What is needed: The answer is a stretch of the material below, returned exactly: the line containing "Target: laughing bearded", the line containing "[ ] identify the brown", and all lines between.

****************************************

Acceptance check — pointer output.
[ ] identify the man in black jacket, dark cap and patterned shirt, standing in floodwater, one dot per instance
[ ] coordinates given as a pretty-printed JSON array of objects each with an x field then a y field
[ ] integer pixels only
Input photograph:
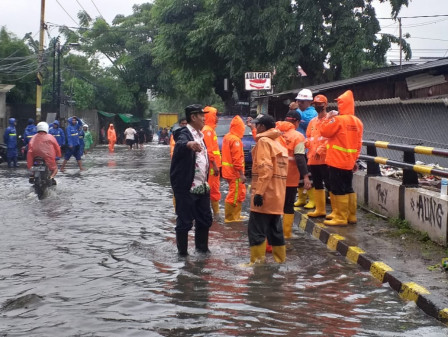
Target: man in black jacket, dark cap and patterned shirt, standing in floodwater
[{"x": 188, "y": 176}]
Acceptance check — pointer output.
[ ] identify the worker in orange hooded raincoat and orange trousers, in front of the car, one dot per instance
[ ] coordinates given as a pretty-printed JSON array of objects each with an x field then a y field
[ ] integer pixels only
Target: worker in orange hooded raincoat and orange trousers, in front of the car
[{"x": 233, "y": 169}]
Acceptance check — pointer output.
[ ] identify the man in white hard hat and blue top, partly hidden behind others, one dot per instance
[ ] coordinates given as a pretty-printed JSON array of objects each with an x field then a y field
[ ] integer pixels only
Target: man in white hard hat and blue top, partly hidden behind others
[{"x": 303, "y": 105}]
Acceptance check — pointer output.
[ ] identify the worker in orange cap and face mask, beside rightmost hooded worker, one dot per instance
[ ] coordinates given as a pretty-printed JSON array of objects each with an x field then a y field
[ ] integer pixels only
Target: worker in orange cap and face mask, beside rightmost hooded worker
[{"x": 317, "y": 149}]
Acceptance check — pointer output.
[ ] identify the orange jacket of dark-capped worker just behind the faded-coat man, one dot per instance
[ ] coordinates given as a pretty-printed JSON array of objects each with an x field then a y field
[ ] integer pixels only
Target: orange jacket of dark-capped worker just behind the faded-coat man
[{"x": 294, "y": 142}]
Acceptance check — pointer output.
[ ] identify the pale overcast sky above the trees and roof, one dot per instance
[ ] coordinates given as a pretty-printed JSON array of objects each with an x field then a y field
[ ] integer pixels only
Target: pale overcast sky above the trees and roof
[{"x": 428, "y": 35}]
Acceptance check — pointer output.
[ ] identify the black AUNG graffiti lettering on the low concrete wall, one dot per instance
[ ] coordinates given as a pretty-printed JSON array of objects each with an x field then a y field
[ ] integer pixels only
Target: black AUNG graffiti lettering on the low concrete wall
[{"x": 428, "y": 210}]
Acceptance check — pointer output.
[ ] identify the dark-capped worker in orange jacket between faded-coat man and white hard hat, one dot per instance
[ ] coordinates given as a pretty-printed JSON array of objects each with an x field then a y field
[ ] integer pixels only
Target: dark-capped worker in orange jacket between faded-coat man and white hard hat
[{"x": 294, "y": 142}]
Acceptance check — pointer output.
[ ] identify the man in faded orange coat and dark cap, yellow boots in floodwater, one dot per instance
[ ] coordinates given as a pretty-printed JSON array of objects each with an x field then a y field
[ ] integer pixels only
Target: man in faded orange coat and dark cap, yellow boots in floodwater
[{"x": 269, "y": 172}]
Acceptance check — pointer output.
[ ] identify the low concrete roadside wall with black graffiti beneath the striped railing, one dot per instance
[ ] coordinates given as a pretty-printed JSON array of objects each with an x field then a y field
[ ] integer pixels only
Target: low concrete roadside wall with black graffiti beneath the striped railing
[{"x": 425, "y": 210}]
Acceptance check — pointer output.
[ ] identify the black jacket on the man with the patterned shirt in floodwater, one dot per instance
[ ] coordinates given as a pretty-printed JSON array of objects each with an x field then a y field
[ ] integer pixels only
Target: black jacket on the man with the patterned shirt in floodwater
[{"x": 183, "y": 161}]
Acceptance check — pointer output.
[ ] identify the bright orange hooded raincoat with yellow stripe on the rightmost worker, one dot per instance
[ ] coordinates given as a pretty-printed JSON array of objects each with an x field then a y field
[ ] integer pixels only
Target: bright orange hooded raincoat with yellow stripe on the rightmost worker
[{"x": 344, "y": 133}]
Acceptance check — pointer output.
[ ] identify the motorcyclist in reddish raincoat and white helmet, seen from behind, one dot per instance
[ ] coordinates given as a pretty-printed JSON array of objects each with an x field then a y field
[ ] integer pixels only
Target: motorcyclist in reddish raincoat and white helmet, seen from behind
[{"x": 45, "y": 146}]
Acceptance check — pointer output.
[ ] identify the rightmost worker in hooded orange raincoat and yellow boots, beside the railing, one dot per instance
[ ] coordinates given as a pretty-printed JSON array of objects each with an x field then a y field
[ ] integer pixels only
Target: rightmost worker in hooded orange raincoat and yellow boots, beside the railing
[{"x": 344, "y": 133}]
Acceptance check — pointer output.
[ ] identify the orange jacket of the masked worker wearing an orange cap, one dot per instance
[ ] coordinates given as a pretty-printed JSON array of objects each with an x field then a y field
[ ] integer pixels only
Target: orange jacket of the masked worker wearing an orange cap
[{"x": 315, "y": 142}]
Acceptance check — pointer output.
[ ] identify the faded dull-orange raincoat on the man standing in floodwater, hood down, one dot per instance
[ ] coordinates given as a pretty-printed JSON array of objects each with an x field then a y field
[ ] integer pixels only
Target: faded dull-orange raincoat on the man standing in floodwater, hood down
[{"x": 269, "y": 172}]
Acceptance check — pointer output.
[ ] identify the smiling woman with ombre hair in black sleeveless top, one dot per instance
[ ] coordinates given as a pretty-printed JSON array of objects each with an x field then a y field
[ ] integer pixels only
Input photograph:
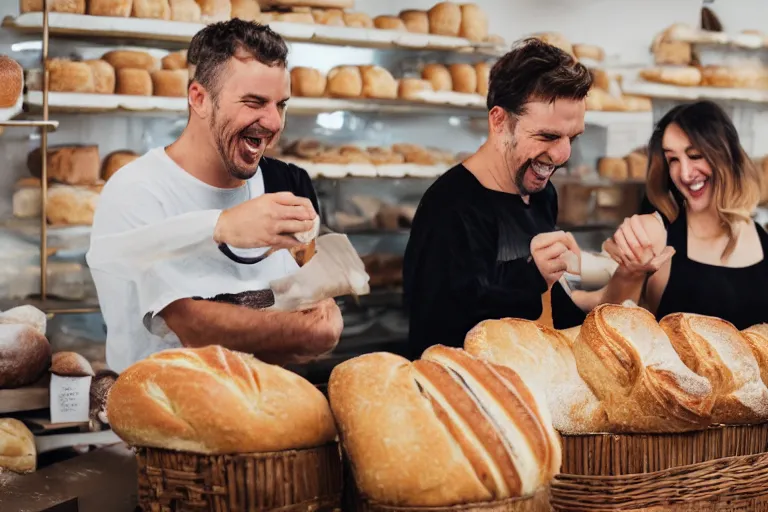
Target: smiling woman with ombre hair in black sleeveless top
[{"x": 706, "y": 187}]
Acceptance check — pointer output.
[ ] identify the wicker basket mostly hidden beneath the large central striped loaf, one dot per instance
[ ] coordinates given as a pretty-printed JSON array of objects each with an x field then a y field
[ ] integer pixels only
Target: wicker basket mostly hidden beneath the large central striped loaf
[{"x": 354, "y": 501}]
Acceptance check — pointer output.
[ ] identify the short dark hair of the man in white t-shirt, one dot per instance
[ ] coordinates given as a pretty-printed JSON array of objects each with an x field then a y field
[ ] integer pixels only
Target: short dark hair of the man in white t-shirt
[{"x": 214, "y": 45}]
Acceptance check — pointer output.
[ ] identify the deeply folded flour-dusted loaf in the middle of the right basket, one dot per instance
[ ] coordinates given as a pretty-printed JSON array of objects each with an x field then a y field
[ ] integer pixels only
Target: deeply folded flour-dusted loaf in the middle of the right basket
[{"x": 631, "y": 366}]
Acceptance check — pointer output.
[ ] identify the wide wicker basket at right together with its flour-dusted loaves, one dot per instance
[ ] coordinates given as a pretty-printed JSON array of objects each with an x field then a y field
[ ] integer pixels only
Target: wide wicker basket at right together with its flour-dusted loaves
[{"x": 653, "y": 416}]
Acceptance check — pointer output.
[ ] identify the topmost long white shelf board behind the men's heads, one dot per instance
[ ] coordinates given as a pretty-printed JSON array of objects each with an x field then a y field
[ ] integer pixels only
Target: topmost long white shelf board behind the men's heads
[{"x": 178, "y": 34}]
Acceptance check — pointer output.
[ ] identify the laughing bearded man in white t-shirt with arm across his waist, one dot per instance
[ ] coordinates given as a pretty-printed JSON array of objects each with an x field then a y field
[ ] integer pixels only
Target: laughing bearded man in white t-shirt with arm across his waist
[{"x": 172, "y": 219}]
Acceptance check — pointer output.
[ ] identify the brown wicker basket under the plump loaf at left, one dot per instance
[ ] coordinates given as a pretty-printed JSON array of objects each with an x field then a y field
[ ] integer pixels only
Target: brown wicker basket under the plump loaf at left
[{"x": 289, "y": 481}]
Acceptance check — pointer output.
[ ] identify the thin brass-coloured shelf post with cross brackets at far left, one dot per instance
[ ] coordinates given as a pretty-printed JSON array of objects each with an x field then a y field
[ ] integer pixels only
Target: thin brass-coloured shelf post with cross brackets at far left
[{"x": 44, "y": 126}]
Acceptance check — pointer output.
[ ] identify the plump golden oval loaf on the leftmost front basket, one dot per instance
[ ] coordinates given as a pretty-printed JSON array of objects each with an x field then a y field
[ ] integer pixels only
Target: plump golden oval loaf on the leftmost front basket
[{"x": 215, "y": 401}]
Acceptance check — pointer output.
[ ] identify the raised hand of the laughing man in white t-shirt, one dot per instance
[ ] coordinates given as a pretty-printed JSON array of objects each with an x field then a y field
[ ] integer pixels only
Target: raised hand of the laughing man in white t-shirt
[{"x": 270, "y": 220}]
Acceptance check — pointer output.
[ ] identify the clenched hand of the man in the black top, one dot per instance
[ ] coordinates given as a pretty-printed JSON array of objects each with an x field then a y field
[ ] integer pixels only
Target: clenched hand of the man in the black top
[{"x": 554, "y": 254}]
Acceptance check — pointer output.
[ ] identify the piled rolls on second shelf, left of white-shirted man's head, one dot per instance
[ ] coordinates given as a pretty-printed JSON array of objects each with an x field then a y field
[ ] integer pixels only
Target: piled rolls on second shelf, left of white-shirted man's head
[{"x": 129, "y": 72}]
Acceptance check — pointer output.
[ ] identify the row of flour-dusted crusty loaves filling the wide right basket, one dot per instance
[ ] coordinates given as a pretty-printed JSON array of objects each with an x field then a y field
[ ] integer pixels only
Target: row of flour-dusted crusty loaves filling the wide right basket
[{"x": 684, "y": 373}]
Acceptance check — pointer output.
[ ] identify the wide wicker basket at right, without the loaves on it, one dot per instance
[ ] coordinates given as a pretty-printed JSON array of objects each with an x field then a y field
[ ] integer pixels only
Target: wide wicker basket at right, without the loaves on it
[{"x": 723, "y": 469}]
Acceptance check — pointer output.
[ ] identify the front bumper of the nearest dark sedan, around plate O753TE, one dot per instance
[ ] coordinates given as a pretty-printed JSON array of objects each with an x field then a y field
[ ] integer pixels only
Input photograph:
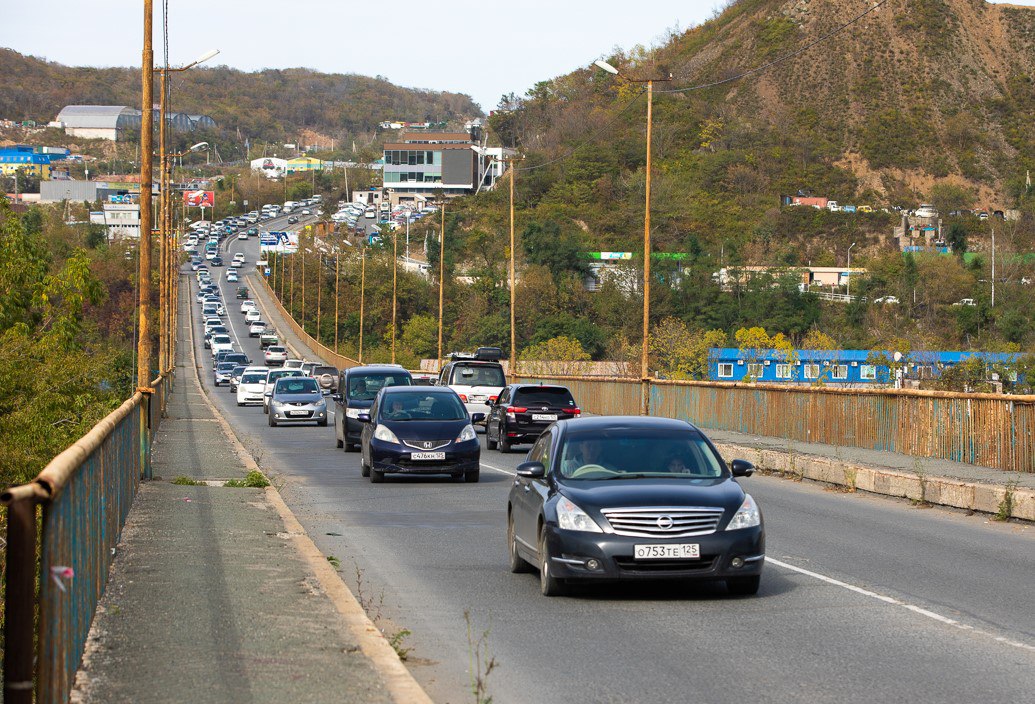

****************************************

Expected answer:
Target: laughing bearded man in white t-shirt with arm across his waist
[{"x": 172, "y": 219}]
Acceptance check — pointer output.
[ ] identify the brown wicker basket under the plump loaf at left, one dot per instance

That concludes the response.